start Records supplied

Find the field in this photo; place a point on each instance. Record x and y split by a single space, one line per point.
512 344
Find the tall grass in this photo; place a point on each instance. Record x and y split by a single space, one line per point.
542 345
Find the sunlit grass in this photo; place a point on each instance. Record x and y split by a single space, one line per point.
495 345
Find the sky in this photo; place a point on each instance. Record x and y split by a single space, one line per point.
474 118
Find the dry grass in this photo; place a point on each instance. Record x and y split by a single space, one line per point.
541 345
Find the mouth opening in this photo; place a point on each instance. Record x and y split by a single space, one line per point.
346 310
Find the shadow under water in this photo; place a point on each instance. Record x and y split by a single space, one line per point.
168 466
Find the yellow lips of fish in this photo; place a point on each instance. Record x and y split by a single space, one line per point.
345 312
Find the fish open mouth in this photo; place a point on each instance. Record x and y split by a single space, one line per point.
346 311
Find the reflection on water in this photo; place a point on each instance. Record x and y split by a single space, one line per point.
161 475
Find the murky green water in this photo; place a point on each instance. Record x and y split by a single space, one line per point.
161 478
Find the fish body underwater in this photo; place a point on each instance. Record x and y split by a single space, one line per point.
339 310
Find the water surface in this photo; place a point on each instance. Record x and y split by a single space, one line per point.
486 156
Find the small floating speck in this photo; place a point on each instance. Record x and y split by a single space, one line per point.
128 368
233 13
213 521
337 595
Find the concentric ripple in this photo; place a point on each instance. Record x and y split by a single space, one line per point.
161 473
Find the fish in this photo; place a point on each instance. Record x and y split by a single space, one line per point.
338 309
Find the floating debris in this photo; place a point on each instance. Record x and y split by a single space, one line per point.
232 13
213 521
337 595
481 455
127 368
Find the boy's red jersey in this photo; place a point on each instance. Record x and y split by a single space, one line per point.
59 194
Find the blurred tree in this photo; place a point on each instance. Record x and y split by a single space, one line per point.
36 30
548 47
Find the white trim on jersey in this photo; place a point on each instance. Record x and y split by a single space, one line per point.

end Records supplied

§ **Task requirements**
Convert all the items above into a JSON list of strings, one string per line, with blank lines left out.

§ **Problem solution**
[
  "Find the field in this photo; place a point on each instance. Record x and y split by a single space, one line per point.",
  "512 344",
  "Find the tall grass in this photo; place a point on each instance. Record x and y split by a single space, one line per point.",
  "542 345",
  "Find the sunlit grass in this photo; place a point on each instance. Record x and y split by a single space, one line per point.",
  "495 345",
  "Find the sky in this photo; place a point on each instance. Record x and y split by a single space, one line per point.",
  "474 118",
  "Find the dry grass in this photo; place a point on each instance. Record x and y split by a single space, one line per point.",
  "541 345",
  "Find the mouth opening in this photo; place a point on each instance. Record x and y split by a single space, one line per point.",
  "346 310",
  "Find the shadow under water in this photo; place a point on each instance. Record x and y split by a single space, one line per point.",
  "168 466",
  "Find the yellow lips of fish in this photo; place a point on each instance. Record x and y split by a single space, one line per point.",
  "345 312",
  "Find the fish open mouth in this photo; place a point on each instance. Record x and y split by a single space, one line per point.",
  "346 311",
  "Find the reflection on water in this photo; place a point on each instance. Record x and y split by a single space, one line per point.",
  "161 475",
  "Find the murky green water in this photo; place a point on each instance. Record x and y split by a single space, one line per point.",
  "161 478",
  "Find the fish body underwater in this photo; place a point on each instance. Record x and y split by a single space, one line per point.",
  "339 310",
  "Find the water surface in this photo; place a point on each instance. Record x and y split by a single space, one line per point.",
  "486 156",
  "Find the small floating speck in this photo; place a point on each instance. Record x and y split by a single space, one line per point.",
  "128 368",
  "233 13",
  "213 521",
  "337 595",
  "Find the concentric ripple in this photo; place a point on each instance. Record x and y split by a single space, one line per point.",
  "161 473",
  "Find the fish in this photo; place a point on each instance. Record x and y split by a single space, one line per point.",
  "338 309",
  "Find the floating debris in this photo; place a point on each instance. Record x and y split by a single space, one line per point.",
  "232 13",
  "213 521",
  "337 595",
  "481 455",
  "127 368",
  "Find the boy's red jersey in this photo; place a point on each instance. Record x and y split by a single space, one line per point.",
  "59 194",
  "Find the blurred tree in this photo; place a point on each instance. Record x and y split by a single space, one line per point.",
  "36 30",
  "548 47",
  "Find the white trim on jersey in this photo; place a point on each instance. Record x and y split by a single space, one line per point."
]